_COMPLETE THE FOLLOWING:_
A. According to the article on quality control in manufacturing, what do current quality control strategies rely on that limits their flexibility?
B. List the qualities that the article on quality control in manufacturing says the proposed approach brings to process systems.
C. Write the next part of the article on the quality control framework, picking up after its final sentence.

Innovative framework could enhance process efficiency in manufacturing quality control
Posted: 1 April 2025 | Catherine Eckford (European Pharmaceutical Review) | No comments yet
The proposed approach demonstrates benefit for real-world application, establishing more robust, adaptive, and economical process systems, the research suggests.
Researchers have demonstrated a novel framework that supports the advancement of quality control in manufacturing.
Current quality control strategies are often inefficient for large process uncertainties, as they often do not provide the flexibility necessary, due to a reliance on set-point control, Kay et al. explained.
This therefore raises “a clear need for more advanced and robust optimal control strategies to maintain product quality”.
They reasoned that flexibility must be considered not just as reliable set-points, but as “reliable operational spaces which provide greater flexibility to the manufacturing operation”.
Yet the proposed approach enables optimal performance across the entire design space. This is done by combining optimal and flexible design space identification with dynamic optimisation under uncertainty. In their paper, Kay et al. detail the first case study assessing the effectiveness of the technique for formulation.

Data excerpts
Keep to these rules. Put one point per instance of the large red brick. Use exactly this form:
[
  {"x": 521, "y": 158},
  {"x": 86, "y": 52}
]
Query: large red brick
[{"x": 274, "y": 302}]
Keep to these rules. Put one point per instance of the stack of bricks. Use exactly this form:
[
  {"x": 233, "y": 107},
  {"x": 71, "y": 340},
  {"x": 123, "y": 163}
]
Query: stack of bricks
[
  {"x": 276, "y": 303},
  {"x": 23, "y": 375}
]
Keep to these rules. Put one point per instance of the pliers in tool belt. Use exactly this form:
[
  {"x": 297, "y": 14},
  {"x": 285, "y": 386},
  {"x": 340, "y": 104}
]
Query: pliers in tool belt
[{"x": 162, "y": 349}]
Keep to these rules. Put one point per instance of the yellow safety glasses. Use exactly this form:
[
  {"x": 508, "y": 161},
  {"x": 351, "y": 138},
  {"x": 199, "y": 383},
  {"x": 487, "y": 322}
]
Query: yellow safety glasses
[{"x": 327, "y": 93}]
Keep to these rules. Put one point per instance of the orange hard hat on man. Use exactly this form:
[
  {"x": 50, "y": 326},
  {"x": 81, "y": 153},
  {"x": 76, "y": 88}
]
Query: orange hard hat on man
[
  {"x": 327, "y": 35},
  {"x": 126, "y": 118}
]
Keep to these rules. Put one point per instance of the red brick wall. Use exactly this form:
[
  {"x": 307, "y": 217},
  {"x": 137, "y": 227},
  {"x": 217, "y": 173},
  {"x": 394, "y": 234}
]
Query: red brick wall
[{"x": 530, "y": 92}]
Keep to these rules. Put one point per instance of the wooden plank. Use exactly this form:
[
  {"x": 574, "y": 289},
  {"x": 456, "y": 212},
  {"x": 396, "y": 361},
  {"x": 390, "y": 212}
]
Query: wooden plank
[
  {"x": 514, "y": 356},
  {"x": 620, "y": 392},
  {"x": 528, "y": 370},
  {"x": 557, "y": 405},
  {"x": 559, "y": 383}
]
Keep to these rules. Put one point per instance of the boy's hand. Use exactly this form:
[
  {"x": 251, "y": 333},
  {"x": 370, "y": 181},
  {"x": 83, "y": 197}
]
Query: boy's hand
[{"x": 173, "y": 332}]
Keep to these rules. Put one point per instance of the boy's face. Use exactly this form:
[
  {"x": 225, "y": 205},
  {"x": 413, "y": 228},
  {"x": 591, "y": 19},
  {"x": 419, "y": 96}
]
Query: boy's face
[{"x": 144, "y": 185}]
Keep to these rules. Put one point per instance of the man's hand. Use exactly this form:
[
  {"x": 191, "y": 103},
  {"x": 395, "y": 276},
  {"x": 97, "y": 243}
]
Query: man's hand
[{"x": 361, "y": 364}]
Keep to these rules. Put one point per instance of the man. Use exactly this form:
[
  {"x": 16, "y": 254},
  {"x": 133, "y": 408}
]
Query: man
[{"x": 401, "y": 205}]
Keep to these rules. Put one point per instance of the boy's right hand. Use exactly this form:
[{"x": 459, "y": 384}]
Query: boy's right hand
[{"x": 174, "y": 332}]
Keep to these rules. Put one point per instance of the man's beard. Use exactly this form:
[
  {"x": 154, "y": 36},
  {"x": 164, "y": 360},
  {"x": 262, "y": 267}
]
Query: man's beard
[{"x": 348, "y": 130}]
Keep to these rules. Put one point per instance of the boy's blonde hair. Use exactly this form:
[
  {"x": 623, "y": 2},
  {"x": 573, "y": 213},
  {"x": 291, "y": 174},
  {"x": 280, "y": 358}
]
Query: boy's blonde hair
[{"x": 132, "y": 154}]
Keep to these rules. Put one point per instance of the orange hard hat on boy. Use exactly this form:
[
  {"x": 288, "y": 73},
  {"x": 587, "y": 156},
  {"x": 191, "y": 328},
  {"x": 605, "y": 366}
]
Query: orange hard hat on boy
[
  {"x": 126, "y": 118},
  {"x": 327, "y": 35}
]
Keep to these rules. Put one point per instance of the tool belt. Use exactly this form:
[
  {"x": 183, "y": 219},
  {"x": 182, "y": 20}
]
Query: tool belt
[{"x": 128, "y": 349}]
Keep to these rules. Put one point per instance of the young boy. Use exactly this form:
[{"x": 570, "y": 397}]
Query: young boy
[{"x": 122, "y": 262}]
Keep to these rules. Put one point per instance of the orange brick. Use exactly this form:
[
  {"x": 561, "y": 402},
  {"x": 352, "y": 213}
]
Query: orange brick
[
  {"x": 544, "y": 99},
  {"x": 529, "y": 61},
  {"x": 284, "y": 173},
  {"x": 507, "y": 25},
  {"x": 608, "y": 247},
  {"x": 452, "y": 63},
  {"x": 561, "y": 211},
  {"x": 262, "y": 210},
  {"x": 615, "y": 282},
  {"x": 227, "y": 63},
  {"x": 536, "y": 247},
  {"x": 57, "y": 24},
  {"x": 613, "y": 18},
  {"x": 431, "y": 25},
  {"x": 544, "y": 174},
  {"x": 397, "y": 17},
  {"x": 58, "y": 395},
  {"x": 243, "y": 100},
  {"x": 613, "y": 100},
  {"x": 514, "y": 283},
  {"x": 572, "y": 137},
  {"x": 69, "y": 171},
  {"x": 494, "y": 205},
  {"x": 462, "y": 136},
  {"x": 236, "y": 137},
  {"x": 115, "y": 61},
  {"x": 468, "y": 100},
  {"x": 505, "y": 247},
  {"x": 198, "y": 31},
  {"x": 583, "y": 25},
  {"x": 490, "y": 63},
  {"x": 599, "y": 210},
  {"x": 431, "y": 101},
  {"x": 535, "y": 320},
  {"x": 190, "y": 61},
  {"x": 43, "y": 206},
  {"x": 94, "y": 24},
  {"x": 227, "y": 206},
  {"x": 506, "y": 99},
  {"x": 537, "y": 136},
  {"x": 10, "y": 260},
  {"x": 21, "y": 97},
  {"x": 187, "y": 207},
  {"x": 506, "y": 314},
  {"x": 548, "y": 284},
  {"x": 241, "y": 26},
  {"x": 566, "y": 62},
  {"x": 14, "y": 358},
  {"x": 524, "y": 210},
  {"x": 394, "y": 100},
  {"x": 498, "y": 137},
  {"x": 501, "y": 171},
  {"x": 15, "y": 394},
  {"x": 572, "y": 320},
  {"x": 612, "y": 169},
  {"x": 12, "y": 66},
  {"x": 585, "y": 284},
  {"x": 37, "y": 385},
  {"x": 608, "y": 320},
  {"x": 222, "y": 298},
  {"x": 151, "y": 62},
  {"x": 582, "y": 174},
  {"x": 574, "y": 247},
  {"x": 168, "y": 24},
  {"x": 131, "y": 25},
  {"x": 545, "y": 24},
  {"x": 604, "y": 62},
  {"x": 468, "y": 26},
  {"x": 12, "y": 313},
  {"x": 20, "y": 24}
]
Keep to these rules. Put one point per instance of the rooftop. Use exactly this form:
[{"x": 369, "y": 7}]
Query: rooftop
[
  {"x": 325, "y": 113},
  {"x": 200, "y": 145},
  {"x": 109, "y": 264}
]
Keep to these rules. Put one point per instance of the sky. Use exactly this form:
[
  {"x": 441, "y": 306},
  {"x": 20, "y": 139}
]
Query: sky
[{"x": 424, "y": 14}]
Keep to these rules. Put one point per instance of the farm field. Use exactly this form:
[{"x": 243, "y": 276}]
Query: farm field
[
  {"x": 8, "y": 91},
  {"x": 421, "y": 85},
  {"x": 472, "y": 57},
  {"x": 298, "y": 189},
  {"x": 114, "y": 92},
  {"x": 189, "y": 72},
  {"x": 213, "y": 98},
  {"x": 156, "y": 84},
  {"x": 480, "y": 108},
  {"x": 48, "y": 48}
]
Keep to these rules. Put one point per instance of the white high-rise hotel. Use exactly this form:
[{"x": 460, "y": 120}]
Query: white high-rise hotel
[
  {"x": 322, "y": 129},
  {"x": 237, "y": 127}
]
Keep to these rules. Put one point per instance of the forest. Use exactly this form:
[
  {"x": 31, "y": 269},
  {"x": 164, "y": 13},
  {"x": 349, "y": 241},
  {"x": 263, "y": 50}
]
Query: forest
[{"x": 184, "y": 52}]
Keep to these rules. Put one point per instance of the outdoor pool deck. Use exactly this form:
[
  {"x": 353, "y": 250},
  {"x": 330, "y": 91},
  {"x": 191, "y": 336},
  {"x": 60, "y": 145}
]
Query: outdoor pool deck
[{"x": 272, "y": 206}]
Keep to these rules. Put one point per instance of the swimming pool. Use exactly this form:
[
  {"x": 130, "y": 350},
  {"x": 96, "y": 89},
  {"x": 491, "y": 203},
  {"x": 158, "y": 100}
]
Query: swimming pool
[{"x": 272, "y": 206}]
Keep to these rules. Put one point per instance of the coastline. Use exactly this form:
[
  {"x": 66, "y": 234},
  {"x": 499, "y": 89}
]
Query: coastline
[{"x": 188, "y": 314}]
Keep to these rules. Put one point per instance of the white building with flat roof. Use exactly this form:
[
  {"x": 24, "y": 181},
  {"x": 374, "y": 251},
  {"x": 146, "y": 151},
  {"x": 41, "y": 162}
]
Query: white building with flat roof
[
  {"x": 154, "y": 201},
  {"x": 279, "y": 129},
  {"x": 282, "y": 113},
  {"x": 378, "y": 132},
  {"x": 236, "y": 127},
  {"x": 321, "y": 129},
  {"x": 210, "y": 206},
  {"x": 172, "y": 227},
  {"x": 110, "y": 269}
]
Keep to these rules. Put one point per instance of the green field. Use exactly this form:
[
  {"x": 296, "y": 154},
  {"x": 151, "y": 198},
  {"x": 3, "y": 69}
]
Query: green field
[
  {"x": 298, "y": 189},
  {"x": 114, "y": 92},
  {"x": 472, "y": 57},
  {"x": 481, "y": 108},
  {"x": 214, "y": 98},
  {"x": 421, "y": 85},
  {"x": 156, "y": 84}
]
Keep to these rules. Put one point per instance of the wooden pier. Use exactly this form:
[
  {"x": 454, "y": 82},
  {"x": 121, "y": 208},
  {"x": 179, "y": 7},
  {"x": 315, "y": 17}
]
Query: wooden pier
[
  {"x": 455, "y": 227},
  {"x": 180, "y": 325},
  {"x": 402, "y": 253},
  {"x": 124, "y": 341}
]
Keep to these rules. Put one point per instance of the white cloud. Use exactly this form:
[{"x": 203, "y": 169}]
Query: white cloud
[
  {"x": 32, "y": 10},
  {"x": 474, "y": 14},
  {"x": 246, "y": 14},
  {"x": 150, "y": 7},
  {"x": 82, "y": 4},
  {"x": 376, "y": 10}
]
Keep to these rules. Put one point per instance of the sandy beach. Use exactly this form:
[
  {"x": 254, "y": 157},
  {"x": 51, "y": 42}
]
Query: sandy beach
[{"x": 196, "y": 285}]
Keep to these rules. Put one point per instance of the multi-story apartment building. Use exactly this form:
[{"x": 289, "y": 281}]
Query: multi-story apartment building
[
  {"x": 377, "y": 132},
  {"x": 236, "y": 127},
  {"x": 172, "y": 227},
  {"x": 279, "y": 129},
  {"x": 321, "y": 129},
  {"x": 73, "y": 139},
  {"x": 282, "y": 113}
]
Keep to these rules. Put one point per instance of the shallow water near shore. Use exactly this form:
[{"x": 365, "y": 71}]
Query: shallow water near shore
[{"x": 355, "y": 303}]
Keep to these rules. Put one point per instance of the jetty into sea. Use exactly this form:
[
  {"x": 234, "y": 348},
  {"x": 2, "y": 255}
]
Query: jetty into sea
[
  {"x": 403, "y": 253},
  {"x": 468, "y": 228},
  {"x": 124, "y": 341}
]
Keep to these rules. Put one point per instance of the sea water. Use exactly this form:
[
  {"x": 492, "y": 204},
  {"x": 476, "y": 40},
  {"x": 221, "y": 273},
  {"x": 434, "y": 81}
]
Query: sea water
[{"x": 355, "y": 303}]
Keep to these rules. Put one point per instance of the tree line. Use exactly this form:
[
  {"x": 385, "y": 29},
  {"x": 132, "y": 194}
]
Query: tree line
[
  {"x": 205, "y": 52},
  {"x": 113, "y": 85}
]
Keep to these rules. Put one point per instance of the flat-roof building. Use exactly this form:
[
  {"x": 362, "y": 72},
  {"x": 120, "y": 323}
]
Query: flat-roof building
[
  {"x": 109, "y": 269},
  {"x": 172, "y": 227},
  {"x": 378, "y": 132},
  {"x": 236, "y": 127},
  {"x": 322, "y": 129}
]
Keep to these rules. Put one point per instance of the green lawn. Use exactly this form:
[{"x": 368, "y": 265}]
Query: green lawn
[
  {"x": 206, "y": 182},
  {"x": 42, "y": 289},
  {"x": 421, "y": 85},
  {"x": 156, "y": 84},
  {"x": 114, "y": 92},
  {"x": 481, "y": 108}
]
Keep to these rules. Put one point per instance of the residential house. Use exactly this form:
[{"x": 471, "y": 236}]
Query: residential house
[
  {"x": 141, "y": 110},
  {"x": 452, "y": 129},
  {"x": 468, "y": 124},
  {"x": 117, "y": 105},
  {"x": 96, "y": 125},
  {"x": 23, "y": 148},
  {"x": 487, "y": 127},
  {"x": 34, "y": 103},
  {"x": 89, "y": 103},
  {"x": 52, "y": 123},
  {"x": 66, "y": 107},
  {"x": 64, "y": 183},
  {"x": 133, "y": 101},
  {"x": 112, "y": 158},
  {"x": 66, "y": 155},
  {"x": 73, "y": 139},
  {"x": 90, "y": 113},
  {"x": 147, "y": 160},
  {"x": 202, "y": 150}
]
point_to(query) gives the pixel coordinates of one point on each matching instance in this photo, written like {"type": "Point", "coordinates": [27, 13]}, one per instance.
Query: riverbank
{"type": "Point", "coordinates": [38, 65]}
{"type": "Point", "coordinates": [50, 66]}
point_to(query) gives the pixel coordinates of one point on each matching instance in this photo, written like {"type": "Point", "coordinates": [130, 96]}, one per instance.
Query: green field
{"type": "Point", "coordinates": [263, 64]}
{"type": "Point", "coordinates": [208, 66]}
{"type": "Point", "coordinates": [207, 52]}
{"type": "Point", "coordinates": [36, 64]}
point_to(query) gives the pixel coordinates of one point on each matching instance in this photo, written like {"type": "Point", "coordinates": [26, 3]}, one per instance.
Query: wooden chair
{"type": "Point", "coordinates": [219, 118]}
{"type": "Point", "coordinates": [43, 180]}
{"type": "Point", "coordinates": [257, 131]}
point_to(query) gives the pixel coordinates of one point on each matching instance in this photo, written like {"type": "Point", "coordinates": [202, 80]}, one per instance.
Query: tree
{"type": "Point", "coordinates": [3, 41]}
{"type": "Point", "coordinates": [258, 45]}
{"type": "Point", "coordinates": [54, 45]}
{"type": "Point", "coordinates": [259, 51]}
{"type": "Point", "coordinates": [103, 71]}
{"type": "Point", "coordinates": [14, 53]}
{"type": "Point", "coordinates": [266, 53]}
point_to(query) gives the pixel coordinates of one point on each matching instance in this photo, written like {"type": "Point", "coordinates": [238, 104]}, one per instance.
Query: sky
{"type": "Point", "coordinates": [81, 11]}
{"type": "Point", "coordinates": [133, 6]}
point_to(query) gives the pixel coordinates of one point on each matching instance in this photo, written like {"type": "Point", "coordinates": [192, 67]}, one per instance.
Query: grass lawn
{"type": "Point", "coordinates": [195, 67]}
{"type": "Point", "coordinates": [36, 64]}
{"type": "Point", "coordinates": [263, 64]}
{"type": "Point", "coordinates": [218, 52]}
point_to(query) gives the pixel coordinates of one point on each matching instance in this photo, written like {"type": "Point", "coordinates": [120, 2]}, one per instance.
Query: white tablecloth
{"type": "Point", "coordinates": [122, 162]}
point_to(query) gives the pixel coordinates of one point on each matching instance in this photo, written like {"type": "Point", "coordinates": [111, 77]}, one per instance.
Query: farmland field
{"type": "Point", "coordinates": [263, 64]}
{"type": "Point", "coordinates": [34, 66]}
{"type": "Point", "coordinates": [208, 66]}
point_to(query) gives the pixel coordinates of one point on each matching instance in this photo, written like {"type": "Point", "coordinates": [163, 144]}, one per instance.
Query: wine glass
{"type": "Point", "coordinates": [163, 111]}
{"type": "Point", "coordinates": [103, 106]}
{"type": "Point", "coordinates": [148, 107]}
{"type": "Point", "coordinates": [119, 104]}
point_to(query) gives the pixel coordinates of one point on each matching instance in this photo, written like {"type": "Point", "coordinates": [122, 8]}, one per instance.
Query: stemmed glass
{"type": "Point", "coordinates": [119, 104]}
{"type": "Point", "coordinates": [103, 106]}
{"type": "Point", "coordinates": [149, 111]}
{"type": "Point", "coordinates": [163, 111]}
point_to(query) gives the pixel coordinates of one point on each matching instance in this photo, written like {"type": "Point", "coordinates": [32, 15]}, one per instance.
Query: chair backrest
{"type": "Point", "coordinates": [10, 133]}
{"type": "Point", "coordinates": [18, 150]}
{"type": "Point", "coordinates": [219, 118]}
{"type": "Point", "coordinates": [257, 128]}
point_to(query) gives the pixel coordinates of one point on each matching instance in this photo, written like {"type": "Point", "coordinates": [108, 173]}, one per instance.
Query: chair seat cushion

_EXPECTED OUTPUTS:_
A. Set-point control.

B. More robust, adaptive, and economical.

C.
Optimising quality control processes in manufacturing
The authors highlighted that optimised process flow diagrams are needed to address several challenges, such as inefficiency, reducing waste, and enhancing operational flexibility. This supports competitiveness and overcoming greater demand on sustainability measures.
Specifically, the study utilised a dynamic operational space, “robust to parameter uncertainties” for shelf temperature and chamber pressure. The team found it to be more economical and that it enables a decrease in drying times.
Additionally, by combining machine learning based clustering algorithms with dynamic optimisation within a real-world formulation process, the researchers showed that operational spaces were “optimal, flexible and reliable, [enabling] reduced batch times and energy consumption”.
[Overall, the framework] can facilitate economically advantageous process designs and reliable operational strategies that adhere to critical process constraints and key product quality”
Other benefits of flexible operating spaces were also described. For example, the ability to overcome key challenges around “implementing real-time product quality control and monitoring and precisely maintaining predefined state set-points”.
The study indicates that the framework can effectively manage real-world uncertainties, “yielding economically advantageous process designs and reliable operational strategies that adhere to critical process constraints and key product quality”, according to Kay et al.
The proposed operational space control framework represents a “pioneering more robust, adaptive, and economically viable process systems in industries facing increasing demands for sustainability, efficiency, and product quality”.
The paper was published in Chemical Engineering Science.